Rewrite the records from the line with "apron in the photo above" up to and including the line with "column 399, row 940", renaming "leather" to "canvas" and leaving everything else unchanged.

## Begin Provided information

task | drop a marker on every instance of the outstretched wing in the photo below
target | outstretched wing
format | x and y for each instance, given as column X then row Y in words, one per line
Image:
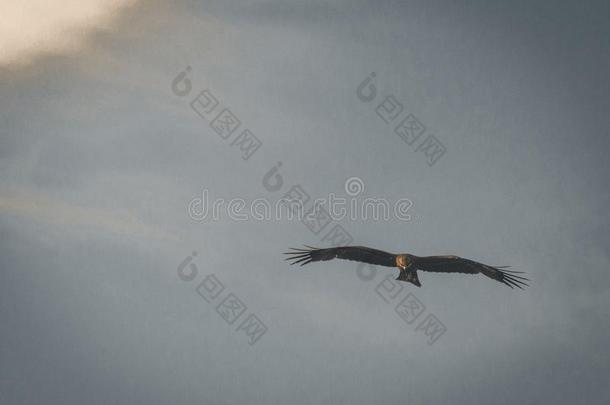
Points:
column 454, row 264
column 356, row 253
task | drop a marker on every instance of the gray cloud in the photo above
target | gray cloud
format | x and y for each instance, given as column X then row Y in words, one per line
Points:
column 517, row 94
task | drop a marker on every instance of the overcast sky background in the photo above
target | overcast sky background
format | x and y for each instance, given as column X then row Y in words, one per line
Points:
column 99, row 160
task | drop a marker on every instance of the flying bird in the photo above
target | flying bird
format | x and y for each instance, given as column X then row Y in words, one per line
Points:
column 408, row 264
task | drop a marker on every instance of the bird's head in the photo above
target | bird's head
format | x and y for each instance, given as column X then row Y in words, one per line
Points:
column 402, row 261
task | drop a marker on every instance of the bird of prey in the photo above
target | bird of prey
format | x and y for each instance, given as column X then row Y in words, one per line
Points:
column 408, row 264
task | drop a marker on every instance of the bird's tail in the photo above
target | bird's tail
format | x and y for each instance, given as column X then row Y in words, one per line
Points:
column 508, row 277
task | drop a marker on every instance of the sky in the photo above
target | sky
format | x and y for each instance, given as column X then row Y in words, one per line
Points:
column 113, row 291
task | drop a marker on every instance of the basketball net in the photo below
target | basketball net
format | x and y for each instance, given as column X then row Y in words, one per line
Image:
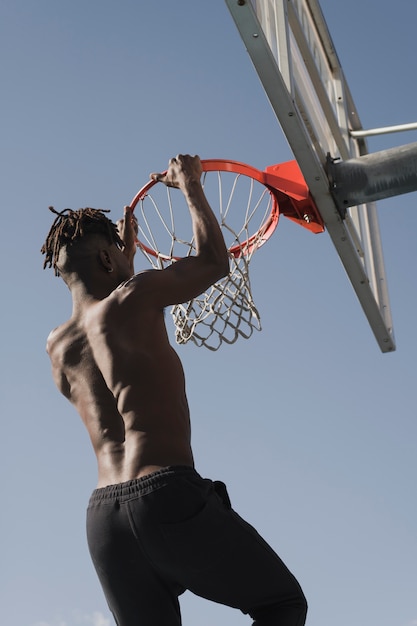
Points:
column 248, row 214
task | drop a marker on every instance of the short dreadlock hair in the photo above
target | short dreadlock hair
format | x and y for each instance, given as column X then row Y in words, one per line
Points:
column 70, row 226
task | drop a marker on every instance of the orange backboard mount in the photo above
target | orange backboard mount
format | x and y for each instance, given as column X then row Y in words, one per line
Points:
column 292, row 51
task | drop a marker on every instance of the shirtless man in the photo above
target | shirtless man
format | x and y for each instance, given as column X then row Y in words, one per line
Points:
column 155, row 527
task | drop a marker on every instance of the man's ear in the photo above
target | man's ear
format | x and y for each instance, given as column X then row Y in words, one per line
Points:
column 105, row 260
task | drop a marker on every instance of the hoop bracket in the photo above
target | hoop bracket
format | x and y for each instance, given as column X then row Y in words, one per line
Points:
column 286, row 181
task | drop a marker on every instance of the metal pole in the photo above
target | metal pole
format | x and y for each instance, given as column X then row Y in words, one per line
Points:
column 399, row 128
column 373, row 177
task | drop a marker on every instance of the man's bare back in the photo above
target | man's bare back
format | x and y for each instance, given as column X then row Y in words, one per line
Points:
column 140, row 422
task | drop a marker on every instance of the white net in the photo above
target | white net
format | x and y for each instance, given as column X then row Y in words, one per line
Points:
column 247, row 213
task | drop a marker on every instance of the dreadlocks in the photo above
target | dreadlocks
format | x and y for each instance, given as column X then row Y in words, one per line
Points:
column 71, row 225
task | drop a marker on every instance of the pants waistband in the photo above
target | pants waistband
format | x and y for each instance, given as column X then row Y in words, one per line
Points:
column 140, row 486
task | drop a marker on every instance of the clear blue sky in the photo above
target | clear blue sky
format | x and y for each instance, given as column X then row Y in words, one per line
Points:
column 312, row 428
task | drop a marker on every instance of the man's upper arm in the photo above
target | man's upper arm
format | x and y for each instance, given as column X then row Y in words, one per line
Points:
column 180, row 282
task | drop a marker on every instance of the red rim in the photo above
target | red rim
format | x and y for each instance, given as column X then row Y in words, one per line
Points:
column 235, row 167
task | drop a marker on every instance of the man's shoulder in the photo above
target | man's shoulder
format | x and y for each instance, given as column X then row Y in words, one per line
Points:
column 63, row 333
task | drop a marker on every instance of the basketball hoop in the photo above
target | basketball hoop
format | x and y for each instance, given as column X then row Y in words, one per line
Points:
column 248, row 214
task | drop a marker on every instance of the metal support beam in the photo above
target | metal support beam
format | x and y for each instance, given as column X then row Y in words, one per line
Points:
column 372, row 177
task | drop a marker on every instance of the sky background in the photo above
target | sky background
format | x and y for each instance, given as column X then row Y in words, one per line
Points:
column 312, row 428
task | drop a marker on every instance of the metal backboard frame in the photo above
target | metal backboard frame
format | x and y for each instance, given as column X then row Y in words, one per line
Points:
column 292, row 51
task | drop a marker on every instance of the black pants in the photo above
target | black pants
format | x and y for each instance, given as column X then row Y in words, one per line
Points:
column 152, row 538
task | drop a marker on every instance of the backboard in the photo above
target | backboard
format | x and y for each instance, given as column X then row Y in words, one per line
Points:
column 292, row 51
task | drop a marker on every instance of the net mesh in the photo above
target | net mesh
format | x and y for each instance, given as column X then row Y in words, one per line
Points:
column 247, row 214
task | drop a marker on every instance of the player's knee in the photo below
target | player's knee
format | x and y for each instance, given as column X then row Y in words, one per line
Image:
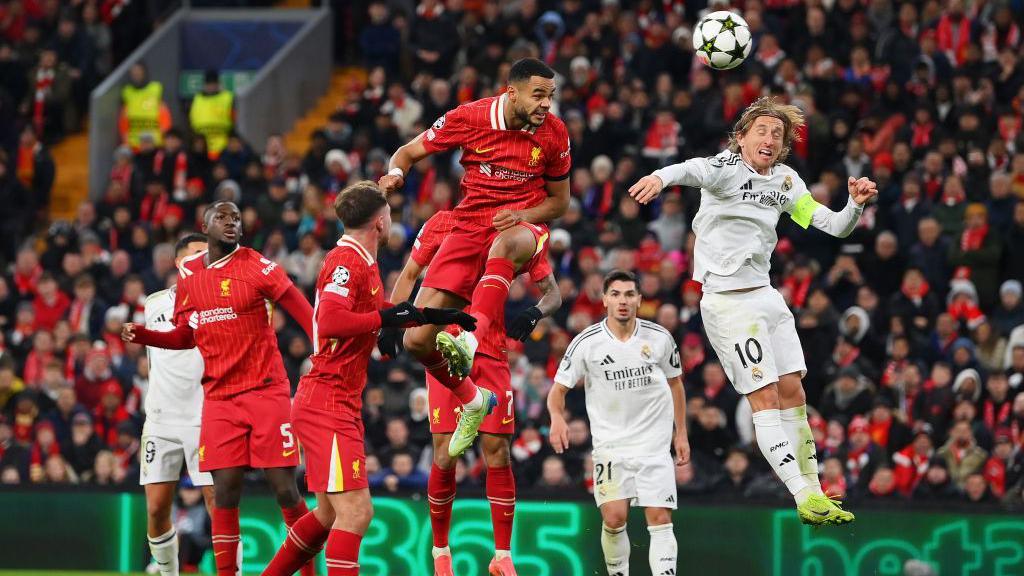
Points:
column 613, row 519
column 658, row 517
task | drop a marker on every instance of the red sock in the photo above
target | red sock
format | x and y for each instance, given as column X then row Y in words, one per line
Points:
column 440, row 494
column 491, row 294
column 305, row 539
column 225, row 539
column 343, row 553
column 501, row 494
column 436, row 366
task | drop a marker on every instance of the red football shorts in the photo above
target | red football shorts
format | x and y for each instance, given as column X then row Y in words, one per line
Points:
column 335, row 455
column 252, row 428
column 487, row 372
column 460, row 261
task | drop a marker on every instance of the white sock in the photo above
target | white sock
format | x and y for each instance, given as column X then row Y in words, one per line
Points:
column 165, row 551
column 799, row 432
column 435, row 551
column 663, row 550
column 615, row 543
column 476, row 403
column 777, row 450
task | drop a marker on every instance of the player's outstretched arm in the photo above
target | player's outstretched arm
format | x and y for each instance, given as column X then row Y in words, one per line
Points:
column 695, row 172
column 808, row 211
column 559, row 434
column 680, row 441
column 401, row 162
column 181, row 337
column 296, row 304
column 551, row 299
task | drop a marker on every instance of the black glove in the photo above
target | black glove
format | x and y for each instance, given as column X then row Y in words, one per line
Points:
column 389, row 342
column 524, row 323
column 443, row 317
column 403, row 315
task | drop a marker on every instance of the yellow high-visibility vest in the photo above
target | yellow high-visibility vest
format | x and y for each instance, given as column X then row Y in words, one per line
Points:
column 142, row 112
column 211, row 116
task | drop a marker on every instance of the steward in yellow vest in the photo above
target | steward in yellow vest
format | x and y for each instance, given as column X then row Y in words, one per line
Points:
column 212, row 114
column 143, row 111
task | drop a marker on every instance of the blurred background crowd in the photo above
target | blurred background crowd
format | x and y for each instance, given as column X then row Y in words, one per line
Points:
column 912, row 327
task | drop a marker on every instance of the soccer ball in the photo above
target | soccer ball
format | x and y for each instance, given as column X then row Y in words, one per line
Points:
column 722, row 40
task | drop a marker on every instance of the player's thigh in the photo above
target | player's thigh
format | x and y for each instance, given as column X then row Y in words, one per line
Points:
column 354, row 509
column 786, row 351
column 614, row 479
column 335, row 450
column 738, row 329
column 655, row 482
column 223, row 436
column 189, row 444
column 271, row 443
column 459, row 263
column 162, row 455
column 518, row 244
column 494, row 374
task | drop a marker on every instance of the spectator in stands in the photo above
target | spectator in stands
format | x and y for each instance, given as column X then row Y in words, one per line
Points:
column 963, row 455
column 212, row 114
column 35, row 170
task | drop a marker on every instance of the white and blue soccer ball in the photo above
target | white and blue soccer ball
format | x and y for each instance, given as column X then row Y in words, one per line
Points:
column 722, row 40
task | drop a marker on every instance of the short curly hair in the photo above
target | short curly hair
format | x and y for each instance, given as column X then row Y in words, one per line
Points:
column 792, row 117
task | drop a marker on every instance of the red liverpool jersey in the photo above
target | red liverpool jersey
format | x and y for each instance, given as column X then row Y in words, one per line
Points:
column 505, row 169
column 229, row 305
column 335, row 383
column 430, row 238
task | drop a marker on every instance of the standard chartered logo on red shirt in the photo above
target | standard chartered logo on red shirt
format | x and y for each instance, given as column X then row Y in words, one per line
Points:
column 216, row 315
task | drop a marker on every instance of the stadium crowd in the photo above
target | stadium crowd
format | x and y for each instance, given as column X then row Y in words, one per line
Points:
column 912, row 327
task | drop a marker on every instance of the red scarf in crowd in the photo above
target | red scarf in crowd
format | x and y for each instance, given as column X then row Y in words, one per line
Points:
column 974, row 238
column 44, row 82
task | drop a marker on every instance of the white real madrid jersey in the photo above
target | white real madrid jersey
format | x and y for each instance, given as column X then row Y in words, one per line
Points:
column 739, row 209
column 628, row 397
column 175, row 393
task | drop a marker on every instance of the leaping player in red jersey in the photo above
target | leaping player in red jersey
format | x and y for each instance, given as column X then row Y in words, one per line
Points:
column 349, row 312
column 516, row 156
column 224, row 307
column 492, row 371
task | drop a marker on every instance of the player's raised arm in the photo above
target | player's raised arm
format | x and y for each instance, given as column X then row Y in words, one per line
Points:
column 551, row 299
column 807, row 211
column 695, row 172
column 401, row 162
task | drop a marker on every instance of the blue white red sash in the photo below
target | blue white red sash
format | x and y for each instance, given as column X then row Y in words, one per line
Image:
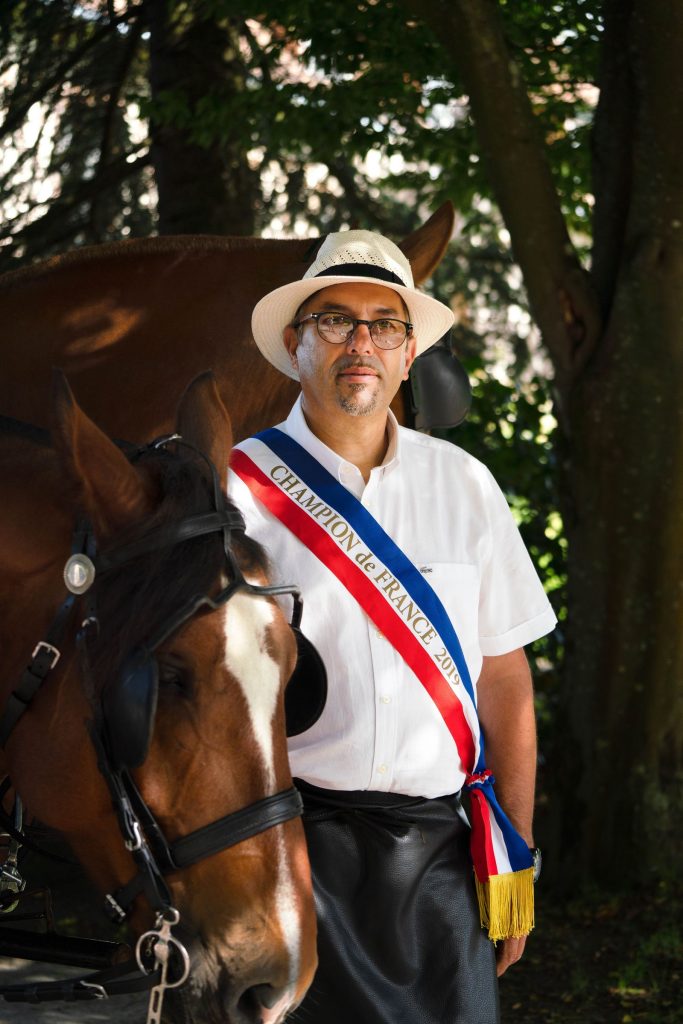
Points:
column 336, row 527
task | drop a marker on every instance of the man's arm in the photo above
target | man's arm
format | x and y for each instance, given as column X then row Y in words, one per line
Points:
column 508, row 722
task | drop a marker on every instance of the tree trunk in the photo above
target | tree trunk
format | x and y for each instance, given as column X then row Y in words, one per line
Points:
column 202, row 188
column 620, row 757
column 615, row 337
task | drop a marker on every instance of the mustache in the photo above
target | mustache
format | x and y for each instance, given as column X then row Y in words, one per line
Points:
column 353, row 361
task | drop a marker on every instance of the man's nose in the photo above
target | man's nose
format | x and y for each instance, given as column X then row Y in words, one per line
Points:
column 360, row 340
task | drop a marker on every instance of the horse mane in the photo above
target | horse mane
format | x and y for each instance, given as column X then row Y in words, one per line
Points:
column 136, row 599
column 133, row 248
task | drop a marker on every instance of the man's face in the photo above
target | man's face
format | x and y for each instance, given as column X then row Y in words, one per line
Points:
column 355, row 377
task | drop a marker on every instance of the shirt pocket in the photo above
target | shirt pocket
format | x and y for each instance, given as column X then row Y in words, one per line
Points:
column 457, row 586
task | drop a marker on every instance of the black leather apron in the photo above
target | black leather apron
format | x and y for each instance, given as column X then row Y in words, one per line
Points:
column 399, row 940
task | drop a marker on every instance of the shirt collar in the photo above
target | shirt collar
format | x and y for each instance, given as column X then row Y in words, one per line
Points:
column 341, row 469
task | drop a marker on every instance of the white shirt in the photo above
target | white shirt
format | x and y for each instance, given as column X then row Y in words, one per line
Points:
column 380, row 730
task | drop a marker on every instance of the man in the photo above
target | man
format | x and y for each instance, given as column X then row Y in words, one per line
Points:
column 420, row 596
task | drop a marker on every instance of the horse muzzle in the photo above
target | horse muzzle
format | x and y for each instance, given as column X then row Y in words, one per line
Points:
column 242, row 984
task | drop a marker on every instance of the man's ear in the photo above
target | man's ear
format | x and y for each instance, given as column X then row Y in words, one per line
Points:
column 291, row 342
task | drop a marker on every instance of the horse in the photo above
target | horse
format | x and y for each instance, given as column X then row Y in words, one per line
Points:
column 131, row 322
column 162, row 721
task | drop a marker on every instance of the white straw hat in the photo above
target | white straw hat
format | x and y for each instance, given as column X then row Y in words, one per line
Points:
column 347, row 256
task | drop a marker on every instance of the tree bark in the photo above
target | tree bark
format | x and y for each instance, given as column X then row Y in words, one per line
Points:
column 615, row 337
column 202, row 188
column 560, row 293
column 621, row 748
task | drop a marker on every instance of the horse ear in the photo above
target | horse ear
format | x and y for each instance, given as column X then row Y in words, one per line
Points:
column 425, row 247
column 110, row 491
column 203, row 419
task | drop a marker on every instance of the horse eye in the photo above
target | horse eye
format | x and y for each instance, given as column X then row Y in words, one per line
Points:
column 172, row 675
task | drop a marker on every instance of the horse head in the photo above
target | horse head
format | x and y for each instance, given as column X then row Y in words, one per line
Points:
column 169, row 688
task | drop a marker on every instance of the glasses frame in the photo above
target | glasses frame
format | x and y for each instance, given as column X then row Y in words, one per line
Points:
column 355, row 321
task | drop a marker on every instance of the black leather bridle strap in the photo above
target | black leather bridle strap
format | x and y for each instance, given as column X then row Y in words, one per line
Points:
column 220, row 835
column 235, row 827
column 45, row 656
column 113, row 981
column 186, row 529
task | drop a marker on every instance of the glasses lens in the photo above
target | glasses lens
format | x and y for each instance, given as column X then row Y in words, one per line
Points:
column 335, row 328
column 388, row 333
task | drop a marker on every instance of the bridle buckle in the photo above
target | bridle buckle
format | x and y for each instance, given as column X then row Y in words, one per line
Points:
column 56, row 654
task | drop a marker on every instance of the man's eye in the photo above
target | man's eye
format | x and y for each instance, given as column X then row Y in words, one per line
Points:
column 335, row 320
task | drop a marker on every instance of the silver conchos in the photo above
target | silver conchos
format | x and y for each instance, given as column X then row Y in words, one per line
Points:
column 79, row 573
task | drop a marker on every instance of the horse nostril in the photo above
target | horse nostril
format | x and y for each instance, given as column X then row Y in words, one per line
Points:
column 257, row 998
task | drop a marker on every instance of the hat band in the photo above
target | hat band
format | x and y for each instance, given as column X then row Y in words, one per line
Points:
column 361, row 270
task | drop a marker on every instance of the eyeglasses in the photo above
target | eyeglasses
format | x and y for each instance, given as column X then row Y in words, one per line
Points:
column 338, row 328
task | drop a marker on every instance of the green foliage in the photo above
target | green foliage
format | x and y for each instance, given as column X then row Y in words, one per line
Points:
column 369, row 95
column 510, row 428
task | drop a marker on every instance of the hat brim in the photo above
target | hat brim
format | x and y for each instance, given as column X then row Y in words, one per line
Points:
column 430, row 317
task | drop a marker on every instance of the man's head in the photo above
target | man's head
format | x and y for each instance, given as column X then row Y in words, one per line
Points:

## End Provided information

▶ _Full response_
task | drop a marker on every instance of the black canvas apron in the photo above
target | black canvas apron
format | x and y for each instance, given as column X then row Y in words, one per line
Points:
column 399, row 940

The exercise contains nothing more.